# Exercise prompt
Copy word for word the part of the records below that opens with the line containing "[pin] woman with blonde" and runs through the end of the records.

# Pointing dataset excerpts

□ □ □ □ □

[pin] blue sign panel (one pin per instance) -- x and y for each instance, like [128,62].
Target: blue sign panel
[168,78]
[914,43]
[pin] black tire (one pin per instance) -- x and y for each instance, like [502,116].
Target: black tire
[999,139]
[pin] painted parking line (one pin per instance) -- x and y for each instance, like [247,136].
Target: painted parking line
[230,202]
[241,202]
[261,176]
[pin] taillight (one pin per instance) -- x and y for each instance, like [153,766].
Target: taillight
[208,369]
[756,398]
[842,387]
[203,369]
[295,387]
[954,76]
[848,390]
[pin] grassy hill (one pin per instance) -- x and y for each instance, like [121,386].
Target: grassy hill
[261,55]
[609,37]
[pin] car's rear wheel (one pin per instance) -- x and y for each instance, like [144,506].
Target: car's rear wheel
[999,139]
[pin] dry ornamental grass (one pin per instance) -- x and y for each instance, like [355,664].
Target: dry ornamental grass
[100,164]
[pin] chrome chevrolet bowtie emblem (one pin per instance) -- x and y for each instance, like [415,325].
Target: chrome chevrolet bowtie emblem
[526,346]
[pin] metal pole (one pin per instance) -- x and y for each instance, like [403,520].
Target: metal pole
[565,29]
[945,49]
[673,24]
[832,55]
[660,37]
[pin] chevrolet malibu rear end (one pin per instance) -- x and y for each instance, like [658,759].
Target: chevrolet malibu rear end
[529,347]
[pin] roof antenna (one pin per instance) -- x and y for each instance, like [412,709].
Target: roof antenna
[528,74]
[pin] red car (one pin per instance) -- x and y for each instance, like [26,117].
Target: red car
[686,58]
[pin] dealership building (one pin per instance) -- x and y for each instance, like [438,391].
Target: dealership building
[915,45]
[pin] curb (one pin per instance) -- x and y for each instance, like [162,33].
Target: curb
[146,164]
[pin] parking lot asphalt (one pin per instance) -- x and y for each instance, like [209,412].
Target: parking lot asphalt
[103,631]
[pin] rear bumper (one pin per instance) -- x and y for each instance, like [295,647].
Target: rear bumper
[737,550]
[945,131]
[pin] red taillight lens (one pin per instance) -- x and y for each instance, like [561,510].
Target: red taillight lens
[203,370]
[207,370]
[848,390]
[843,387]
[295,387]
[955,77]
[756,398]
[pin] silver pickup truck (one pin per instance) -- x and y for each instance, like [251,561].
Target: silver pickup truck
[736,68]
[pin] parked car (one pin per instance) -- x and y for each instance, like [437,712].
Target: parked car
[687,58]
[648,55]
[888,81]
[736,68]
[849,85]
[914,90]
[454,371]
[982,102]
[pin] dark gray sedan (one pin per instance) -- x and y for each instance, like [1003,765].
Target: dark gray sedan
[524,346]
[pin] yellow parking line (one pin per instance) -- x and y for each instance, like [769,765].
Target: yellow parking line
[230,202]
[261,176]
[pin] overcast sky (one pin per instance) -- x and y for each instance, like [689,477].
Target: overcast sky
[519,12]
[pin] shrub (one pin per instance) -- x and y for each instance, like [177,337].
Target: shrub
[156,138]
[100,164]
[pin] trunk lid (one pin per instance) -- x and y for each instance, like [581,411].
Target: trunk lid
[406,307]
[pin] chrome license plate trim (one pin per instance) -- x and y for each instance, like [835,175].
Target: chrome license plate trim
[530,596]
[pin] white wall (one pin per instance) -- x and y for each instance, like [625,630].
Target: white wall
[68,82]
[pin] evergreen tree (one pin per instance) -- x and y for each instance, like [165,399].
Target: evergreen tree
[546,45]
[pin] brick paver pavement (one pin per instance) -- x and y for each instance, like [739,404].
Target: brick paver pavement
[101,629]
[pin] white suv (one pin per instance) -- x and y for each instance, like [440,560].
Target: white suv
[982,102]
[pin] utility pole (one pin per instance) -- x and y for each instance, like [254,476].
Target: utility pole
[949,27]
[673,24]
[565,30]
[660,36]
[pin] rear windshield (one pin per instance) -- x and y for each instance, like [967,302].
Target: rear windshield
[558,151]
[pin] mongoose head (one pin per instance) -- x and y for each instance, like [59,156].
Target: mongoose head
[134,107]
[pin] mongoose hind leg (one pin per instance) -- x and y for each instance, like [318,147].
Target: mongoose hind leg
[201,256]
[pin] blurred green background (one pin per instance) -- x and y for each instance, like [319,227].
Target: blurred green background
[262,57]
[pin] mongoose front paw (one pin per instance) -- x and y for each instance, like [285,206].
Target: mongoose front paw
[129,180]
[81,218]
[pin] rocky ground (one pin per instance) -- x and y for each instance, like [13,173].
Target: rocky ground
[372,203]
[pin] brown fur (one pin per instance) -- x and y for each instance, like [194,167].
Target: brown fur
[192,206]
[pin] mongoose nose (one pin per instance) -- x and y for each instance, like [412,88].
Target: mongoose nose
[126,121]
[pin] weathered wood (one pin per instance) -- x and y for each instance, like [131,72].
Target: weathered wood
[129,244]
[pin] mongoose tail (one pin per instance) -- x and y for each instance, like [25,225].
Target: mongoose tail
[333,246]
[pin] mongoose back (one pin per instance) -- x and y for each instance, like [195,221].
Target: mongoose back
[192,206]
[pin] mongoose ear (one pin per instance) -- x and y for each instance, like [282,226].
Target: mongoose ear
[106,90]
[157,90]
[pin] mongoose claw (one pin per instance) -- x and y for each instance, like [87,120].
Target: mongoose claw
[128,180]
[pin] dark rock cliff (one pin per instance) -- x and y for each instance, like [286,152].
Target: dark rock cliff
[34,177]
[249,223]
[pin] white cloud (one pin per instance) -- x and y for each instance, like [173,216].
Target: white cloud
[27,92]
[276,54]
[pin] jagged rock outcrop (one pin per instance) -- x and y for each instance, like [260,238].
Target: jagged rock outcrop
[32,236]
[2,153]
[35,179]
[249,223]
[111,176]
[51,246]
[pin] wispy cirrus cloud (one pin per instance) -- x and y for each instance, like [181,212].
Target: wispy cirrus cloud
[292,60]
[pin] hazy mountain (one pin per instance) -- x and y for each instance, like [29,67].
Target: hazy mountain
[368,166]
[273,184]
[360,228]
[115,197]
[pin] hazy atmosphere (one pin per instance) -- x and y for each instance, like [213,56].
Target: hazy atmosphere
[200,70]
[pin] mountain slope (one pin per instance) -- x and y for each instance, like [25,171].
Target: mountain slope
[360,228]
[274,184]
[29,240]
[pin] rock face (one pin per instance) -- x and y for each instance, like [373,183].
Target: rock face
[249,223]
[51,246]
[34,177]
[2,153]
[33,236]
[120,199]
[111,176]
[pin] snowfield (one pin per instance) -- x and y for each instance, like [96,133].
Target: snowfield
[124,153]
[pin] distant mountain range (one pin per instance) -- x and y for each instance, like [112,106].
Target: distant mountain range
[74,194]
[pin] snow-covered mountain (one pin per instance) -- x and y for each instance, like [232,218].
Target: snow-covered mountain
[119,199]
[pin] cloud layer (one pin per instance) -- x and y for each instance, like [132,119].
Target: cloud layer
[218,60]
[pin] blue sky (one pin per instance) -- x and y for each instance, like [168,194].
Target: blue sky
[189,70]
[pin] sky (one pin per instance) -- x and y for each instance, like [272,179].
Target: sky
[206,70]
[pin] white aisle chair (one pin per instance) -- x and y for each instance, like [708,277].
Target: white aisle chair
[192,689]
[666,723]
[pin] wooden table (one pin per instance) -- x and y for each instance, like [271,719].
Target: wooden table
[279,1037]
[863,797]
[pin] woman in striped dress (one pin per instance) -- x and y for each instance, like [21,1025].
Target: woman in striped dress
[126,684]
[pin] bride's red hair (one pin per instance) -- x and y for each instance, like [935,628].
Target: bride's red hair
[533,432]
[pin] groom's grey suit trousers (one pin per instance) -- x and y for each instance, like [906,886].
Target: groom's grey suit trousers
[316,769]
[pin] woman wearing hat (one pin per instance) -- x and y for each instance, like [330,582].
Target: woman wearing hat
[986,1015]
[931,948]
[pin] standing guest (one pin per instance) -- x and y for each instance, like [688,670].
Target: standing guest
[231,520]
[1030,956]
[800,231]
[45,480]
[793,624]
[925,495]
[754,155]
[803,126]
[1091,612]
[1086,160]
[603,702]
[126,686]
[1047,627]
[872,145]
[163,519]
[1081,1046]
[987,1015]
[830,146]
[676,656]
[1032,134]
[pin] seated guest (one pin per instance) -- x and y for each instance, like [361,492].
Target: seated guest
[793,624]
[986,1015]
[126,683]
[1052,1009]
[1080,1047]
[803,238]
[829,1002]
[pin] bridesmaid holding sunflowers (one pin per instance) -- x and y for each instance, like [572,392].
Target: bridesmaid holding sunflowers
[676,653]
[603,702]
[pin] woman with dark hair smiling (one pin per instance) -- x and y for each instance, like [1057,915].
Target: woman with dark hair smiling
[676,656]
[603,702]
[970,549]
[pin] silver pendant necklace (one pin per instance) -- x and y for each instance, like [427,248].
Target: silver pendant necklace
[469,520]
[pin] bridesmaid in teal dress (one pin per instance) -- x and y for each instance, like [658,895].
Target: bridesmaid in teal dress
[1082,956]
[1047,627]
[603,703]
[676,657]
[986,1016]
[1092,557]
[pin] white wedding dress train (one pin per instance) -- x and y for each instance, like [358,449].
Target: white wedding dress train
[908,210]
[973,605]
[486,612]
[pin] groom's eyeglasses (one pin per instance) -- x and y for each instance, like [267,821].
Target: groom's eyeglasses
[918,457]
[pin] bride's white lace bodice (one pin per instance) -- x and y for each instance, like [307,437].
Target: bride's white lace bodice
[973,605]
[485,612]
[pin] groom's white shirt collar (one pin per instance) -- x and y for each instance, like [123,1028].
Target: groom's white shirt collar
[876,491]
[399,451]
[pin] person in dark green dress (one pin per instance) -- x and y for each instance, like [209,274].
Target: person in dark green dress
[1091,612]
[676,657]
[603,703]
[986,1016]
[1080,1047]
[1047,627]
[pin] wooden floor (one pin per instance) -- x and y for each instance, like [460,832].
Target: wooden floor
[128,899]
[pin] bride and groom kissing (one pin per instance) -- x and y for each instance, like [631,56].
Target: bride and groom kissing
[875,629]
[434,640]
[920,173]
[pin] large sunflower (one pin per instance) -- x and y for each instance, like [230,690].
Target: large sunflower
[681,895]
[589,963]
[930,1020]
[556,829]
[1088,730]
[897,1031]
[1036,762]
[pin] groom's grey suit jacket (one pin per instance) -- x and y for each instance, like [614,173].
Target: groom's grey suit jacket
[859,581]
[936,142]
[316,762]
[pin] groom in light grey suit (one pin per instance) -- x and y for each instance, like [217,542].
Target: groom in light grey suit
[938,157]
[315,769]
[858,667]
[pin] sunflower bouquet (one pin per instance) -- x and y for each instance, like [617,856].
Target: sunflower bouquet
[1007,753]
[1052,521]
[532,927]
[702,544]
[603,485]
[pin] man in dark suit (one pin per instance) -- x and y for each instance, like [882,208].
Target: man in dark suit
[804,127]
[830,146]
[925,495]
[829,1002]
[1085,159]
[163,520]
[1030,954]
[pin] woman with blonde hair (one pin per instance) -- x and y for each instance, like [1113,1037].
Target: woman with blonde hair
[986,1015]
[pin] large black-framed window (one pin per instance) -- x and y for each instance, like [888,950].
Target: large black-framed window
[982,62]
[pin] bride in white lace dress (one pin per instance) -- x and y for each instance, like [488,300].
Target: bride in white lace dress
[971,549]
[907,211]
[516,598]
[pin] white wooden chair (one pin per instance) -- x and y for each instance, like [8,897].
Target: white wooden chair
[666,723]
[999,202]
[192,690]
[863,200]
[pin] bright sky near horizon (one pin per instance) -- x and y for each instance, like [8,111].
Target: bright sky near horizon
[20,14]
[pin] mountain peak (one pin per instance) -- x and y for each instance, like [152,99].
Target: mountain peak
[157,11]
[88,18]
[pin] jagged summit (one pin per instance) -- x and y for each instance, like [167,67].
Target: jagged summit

□ □ □ □ □

# Full output
[pin] woman with blonde hair (one pin per instance) -- x and y for each instance, like [1113,1037].
Target: woman with blonde hair
[986,1015]
[pin] large black-framed window (one pin per instance) -- x and y for each instance, like [888,950].
Target: large black-framed window
[982,62]
[pin] bride in white lace dress (one pin per instance) -- x and y for each instance, like [488,300].
Target: bride in white lace dress
[971,549]
[907,211]
[516,598]
[pin] white wooden chair (one pin per instance) -- x and y for each instance, like [8,897].
Target: white wooden chair
[666,723]
[999,202]
[192,690]
[863,200]
[pin] bright sky near horizon (one pin per instance) -- x and y for each instance, like [8,111].
Target: bright sky near horizon
[20,14]
[pin] mountain peak (one pin per instance) -- x and y for each instance, like [152,99].
Target: mountain peak
[157,11]
[88,18]
[pin] jagged summit (one pin per instance) -- x and y for each instance, like [167,67].
Target: jagged summit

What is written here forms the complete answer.